- _ARTICLE_
================================

The bodies of the Association are:

A. The Annual Meeting of members.
B. The Board of Directors (referred to as "direction" by the Swiss Civil Code).
C. The Executive Committee of the Board of Directors.
D. The Auditors.

A. The Annual Meeting

Article 5

5.1 The Annual Meeting consists of the representatives of the members of the Association.

5.2 Only members of categories "A", "B” and "C" may vote at the Annual Meeting, provided, however, that only members of category "A" shall be entitled to vote on the promulgation or, as the case may be, the amendment of a Code of Conduct which will specifically address their situation (see Article 7.5. below). Each member of these categories shall have one single vote at the Annual Meeting.

5.3 Representation of a member by another member shall be authorized, it being specified that a member of the Association may represent only one other member.

Article 6

6.1 The Ordinary Annual Meeting shall be held every year during the six-month period following the end of the financial year. It shall be called by the Board of Directors.

6.2 The Board of Directors may, if it deems appropriate or necessary, call Extraordinary Meetings; the Association's Auditors may also do so.

6.3 The Board of Directors shall have to call an Extraordinary Meeting if the Ordinary Annual Meeting so decides, or if at least one fifth of the members requests it in writing, indicating the reasons.

6.4 The notice to attend Annual Meetings shall be made at least fifteen calendar days before the date set for the Meeting, indicating the agenda.

6.5 The Board of Directors shall select the venue for the Annual Meeting.

6.6 Proposals which members wish to put on the agenda of the Annual Meeting must be sent in writing to the Board of Directors at least four weeks before the date of the meeting.

6.7 Any Annual Meeting which has been called in accordance with the rules set herein shall have the authority to take care of the items listed on the agenda, irrespective of the number of members present.

================================

- _DATASET ENTRIES_
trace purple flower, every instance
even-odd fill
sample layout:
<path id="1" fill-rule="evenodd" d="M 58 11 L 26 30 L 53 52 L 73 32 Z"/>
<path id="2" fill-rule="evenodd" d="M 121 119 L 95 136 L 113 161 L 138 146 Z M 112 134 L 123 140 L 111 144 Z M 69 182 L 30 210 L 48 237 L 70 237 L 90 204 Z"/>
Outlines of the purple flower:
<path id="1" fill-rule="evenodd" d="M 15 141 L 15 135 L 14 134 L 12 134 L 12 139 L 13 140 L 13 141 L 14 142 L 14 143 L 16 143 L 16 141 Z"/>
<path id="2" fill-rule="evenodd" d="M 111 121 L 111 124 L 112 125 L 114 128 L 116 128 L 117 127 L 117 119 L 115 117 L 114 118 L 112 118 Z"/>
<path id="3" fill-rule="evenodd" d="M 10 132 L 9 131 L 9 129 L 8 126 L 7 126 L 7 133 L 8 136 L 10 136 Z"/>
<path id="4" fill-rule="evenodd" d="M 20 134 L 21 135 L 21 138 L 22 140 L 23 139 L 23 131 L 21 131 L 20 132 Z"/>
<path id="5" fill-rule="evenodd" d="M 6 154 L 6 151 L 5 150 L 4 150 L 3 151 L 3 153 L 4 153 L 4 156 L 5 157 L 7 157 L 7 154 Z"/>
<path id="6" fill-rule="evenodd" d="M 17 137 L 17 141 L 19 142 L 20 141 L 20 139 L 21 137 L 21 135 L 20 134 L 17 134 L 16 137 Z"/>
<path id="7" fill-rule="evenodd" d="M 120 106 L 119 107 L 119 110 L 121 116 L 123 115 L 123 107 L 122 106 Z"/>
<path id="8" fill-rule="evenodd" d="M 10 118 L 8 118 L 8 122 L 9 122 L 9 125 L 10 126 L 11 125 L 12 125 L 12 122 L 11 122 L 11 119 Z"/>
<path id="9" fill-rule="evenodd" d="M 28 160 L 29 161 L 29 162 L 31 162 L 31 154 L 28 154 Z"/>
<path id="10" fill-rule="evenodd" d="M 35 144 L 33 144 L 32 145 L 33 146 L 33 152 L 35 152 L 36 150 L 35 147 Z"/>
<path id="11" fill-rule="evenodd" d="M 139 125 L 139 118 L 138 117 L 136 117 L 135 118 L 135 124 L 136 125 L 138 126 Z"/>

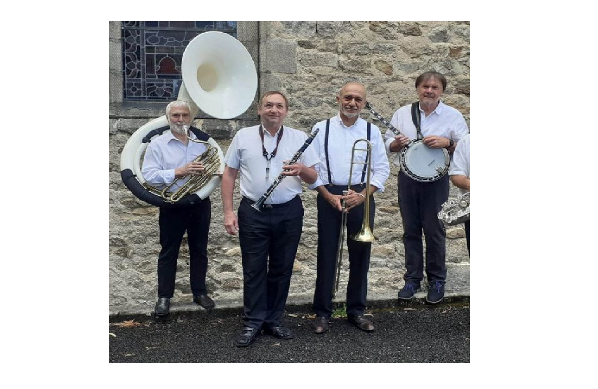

================================

- _TO DO_
List every body of the Association named in the text about the Association's Annual Meeting.

- _WRITTEN REPLY_
- The Annual Meeting of members
- The Board of Directors
- The Executive Committee of the Board of Directors
- The Auditors